Text to read -
ADS1281 Timing

Hello Chris,

Thank you for all your answers and explanations, below are my comments and follow up questions.

About Ans1- you answered my question, thank you!

About Ans2- Allow me to explain you my interpretation of your answer to Q2. If an analog signal presents itself at the input at (t=0) its settled digital equivalent will present itself after the 62nd /DRDY pulse ~ 1sec later. 

Q4.How much off is the value at the digital output at the 1st /DRDY, 2nd /DRDY..... pulse?

About Ans3- Just to make sure, you mean the external clock that I am applying to the RESET pin. Should be 62.5Hz X N (N =1,2,3,....).

Response to your comments;

In our application the ADS1281 will be controlled with an FPGA in a state machine configuration, causing us to choose the PINMODE configuration for the ADS1281. 

Q5. Regarding your screenshot comment, please explain, in PINMODE, which clock input (CLK or SCLK or /RESET) generates directly or indirectly the /DRDY output?

Thanks again,

AD

Hello Chris,

Thank you for answering my questions.

Best regards,

AD

Hi Arsham,

Sorry for the delay. To answer your questions...

1) It looks like you're applying a 0V differential signal, therefore you'll see output codes near zero. However, because of offset and noise you'll likely see both positive codes (close to 0x00000001 => +1) AND negative codes (close to 0xFFFFFFFF => -1). Keep in mind that the ADS1281 outputs codes in two's binary format, which the expect ion that both the most significant bit AND the least significant bit indicate the sign.

2) If you're using continuous-sync mode then the frequency of the clock applied to RESET is very important! It must be an exact integer multiple of the data rate; otherwise, the ADC will restart the conversion - which could be preventing /DRDY from going low. Unless you need this mode, I would recommend using pulse-sync mode. I recently gave a more detailed description of when this mode may be useful (found here: e2e.ti.com/.../1916923. Keep in mind that the data rate will scale proportionally to the external clock frequency. The 250 SPS data rate assumes a nominal 4.096MHz clock. With a 2 MHz clock, your data rate will be closer to 122 SPS.

Recorded information -
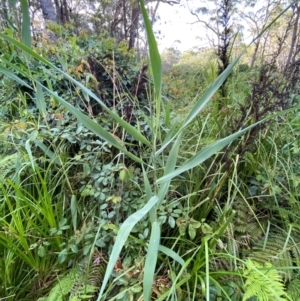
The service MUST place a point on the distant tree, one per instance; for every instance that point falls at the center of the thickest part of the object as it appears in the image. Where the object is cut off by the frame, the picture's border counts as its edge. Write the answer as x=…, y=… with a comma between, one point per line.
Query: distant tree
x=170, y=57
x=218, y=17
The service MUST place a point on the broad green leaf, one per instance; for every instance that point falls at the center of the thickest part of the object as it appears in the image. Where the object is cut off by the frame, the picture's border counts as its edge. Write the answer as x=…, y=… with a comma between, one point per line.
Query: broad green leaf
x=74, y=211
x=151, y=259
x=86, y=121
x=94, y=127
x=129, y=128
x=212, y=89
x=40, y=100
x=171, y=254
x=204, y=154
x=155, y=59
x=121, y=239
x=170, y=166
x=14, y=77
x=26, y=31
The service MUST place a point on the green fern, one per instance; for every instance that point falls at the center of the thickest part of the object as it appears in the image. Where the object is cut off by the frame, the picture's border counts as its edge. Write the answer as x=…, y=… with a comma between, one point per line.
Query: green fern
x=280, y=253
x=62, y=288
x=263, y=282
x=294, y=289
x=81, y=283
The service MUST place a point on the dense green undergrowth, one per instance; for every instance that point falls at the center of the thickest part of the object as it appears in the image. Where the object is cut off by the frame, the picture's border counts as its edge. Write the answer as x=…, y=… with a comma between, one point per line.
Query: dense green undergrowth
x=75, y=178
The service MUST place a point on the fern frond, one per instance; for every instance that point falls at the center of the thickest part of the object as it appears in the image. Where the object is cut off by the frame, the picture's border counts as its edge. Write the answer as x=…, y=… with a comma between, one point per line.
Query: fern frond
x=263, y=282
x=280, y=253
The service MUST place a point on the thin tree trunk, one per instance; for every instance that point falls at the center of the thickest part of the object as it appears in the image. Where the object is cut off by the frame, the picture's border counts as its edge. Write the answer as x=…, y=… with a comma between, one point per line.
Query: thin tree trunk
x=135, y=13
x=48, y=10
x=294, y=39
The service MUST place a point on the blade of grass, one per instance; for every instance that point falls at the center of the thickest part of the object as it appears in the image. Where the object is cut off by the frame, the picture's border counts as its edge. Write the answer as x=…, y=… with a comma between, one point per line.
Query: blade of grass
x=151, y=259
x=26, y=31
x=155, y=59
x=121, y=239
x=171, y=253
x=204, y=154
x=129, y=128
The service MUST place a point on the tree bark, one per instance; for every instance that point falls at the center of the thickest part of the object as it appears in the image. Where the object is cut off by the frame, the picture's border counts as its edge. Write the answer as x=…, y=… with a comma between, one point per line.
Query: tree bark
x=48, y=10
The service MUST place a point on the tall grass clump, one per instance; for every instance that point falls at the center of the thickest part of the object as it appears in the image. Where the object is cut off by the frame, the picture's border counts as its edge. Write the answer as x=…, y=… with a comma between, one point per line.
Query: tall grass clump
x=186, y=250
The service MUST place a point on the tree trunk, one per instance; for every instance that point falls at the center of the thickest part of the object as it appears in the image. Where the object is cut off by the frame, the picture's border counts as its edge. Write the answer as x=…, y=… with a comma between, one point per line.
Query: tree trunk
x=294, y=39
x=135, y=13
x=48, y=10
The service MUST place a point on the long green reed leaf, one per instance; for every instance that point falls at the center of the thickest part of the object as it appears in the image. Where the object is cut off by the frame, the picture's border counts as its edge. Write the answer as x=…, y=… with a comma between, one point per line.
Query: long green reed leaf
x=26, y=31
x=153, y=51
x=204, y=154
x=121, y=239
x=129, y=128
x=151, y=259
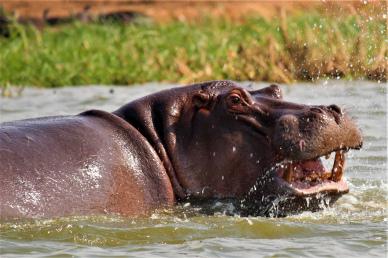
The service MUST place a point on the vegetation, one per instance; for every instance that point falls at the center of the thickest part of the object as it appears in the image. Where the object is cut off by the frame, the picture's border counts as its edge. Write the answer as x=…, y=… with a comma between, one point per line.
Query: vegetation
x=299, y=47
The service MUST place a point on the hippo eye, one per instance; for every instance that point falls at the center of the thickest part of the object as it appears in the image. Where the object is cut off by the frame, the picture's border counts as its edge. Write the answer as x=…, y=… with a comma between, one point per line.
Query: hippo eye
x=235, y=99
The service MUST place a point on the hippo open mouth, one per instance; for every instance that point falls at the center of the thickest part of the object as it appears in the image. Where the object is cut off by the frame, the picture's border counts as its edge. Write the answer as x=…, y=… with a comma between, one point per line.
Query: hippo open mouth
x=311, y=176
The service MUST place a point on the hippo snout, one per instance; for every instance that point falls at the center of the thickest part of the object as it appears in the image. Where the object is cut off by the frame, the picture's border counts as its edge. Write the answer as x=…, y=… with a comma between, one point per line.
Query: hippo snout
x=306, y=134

Complete the following -
1. Condense the paragraph of the ADS1281 thread that begins "2) If you're using continuous-sync mode" into a short bulleted list that keeps its main facts.
2. Reproduce word for word the portion of the ADS1281 thread that opens with the words containing "Response to your" and closes with "answering my questions.".
The entries have no connection to the ADS1281 thread.

Full answers -
1.
- In continuous-sync mode, the frequency of the clock applied to RESET must be an exact integer multiple of the data rate.
- If it isn't, the ADC restarts the conversion, which could keep /DRDY from going low.
- Pulse-sync mode is recommended unless continuous-sync mode is needed.
- The data rate scales in proportion to the external clock frequency.
- The 250 SPS data rate assumes a nominal 4.096 MHz clock. A 2 MHz clock gives a rate closer to 122 SPS.

2.
Response to your comments;

In our application the ADS1281 will be controlled with an FPGA in a state machine configuration, causing us to choose the PINMODE configuration for the ADS1281. 

Q5. Regarding your screenshot comment, please explain, in PINMODE, which clock input (CLK or SCLK or /RESET) generates directly or indirectly the /DRDY output?

Thanks again,

AD

Hello Chris,

Thank you for answering my questions.